Top of Data to examine

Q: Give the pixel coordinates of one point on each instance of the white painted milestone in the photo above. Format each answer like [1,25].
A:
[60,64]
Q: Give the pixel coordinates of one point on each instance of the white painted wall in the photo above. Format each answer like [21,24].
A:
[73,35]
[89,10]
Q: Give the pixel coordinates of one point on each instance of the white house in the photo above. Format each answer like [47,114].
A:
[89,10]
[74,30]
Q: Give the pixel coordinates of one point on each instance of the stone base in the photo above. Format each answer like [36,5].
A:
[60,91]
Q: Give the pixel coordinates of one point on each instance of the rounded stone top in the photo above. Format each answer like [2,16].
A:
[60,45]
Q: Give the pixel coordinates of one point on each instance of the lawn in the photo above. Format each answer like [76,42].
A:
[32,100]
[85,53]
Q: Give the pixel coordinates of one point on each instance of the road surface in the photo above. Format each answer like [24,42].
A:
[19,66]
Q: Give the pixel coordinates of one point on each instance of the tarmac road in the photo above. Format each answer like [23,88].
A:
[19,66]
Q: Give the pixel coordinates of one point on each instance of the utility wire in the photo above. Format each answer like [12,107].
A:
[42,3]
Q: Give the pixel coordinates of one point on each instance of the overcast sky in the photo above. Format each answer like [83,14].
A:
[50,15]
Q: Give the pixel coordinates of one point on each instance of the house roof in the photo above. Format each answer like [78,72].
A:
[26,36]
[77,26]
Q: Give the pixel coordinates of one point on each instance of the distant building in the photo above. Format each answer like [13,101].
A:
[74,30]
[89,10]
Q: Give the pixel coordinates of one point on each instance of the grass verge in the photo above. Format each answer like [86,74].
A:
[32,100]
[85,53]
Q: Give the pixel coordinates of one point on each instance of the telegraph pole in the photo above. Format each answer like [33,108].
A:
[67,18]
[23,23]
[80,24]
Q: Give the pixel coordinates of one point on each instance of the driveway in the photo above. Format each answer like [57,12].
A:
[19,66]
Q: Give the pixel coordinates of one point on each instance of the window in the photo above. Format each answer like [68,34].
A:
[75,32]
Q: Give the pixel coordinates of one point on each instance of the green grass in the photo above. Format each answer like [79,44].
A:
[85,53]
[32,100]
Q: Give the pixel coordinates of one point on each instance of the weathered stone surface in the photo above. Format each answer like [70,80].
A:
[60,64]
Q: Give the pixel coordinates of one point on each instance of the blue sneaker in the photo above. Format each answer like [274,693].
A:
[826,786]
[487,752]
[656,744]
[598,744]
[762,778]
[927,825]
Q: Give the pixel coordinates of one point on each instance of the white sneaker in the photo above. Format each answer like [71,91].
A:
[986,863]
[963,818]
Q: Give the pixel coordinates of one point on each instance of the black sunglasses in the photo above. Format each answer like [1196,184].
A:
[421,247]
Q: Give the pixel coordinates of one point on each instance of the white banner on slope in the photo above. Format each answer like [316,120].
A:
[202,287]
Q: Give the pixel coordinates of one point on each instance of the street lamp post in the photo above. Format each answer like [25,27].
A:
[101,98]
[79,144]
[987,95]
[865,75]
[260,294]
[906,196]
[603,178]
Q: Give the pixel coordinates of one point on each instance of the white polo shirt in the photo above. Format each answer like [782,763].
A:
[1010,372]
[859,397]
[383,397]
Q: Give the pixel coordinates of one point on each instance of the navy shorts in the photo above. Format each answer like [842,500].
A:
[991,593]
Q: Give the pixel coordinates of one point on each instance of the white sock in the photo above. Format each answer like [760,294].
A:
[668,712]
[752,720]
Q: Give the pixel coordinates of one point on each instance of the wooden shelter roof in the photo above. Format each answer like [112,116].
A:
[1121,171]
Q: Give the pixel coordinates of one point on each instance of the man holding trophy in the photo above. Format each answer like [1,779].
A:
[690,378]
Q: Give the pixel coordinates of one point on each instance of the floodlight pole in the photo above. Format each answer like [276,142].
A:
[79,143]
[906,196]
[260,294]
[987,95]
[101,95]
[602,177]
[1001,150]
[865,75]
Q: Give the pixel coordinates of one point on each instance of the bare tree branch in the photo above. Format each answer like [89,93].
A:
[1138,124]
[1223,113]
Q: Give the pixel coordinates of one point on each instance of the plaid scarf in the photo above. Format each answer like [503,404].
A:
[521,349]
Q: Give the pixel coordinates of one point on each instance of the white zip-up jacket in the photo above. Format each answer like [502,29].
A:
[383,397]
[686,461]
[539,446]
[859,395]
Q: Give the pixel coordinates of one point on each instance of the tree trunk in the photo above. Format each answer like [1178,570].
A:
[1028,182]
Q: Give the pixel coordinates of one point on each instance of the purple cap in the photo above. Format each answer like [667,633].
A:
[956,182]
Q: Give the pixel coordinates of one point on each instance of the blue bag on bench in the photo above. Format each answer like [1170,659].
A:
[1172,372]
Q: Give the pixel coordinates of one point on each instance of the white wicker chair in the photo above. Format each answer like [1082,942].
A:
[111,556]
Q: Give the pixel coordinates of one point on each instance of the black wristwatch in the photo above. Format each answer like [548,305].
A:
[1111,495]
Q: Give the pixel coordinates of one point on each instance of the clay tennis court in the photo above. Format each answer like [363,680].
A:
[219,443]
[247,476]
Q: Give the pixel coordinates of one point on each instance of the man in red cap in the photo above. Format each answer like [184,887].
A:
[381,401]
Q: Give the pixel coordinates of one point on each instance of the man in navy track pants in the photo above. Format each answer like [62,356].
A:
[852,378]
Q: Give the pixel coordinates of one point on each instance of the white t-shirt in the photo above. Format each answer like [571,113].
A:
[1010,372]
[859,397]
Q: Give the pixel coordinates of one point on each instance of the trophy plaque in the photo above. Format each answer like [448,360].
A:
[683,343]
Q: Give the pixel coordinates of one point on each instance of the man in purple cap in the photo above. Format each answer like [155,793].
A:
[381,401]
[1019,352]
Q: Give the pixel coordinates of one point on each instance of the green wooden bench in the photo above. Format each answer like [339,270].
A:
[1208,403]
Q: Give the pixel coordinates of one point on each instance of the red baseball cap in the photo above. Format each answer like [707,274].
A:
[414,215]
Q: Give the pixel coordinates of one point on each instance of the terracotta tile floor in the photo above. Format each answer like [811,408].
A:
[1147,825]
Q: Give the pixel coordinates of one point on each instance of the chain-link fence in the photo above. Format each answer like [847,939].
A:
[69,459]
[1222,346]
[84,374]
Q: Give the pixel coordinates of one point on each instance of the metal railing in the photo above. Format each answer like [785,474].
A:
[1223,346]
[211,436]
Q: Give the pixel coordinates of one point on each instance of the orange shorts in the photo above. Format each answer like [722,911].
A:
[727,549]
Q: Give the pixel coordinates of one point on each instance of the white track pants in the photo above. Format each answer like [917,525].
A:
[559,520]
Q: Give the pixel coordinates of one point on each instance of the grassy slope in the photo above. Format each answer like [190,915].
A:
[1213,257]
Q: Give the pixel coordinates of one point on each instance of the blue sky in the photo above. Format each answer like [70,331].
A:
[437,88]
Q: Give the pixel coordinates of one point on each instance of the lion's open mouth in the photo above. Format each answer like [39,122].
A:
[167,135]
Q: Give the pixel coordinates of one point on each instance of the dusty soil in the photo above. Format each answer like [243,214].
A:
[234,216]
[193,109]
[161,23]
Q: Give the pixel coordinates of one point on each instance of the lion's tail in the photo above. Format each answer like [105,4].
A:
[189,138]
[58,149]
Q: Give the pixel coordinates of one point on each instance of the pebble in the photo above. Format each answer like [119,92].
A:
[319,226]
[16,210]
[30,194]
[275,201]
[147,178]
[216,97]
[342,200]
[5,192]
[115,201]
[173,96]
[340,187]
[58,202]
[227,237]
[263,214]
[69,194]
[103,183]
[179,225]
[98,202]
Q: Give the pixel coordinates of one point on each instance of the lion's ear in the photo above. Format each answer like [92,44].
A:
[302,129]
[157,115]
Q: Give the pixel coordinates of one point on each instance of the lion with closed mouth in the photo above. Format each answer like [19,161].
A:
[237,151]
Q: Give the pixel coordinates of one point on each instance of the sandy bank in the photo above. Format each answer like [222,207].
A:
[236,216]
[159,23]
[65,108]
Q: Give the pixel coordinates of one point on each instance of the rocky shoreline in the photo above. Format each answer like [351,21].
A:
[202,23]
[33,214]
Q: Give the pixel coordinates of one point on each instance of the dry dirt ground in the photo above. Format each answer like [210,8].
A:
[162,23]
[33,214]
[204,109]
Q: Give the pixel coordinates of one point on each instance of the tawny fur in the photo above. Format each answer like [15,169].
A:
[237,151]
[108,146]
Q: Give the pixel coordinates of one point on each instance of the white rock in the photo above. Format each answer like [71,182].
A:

Bottom of Data to examine

> _What you are asked to do_
Starting at the line that contains "answer like [15,169].", retype each line through the last one in the records, both included, and add nothing.

> _Expected answer_
Q: Give the pixel coordinates of one point on each instance of the tawny fur in the photo above. Format each answer like [15,169].
A:
[237,151]
[108,146]
Q: Give the pixel coordinates of one point on each instance of the white rock in the photo above. Format each answer like [71,182].
A:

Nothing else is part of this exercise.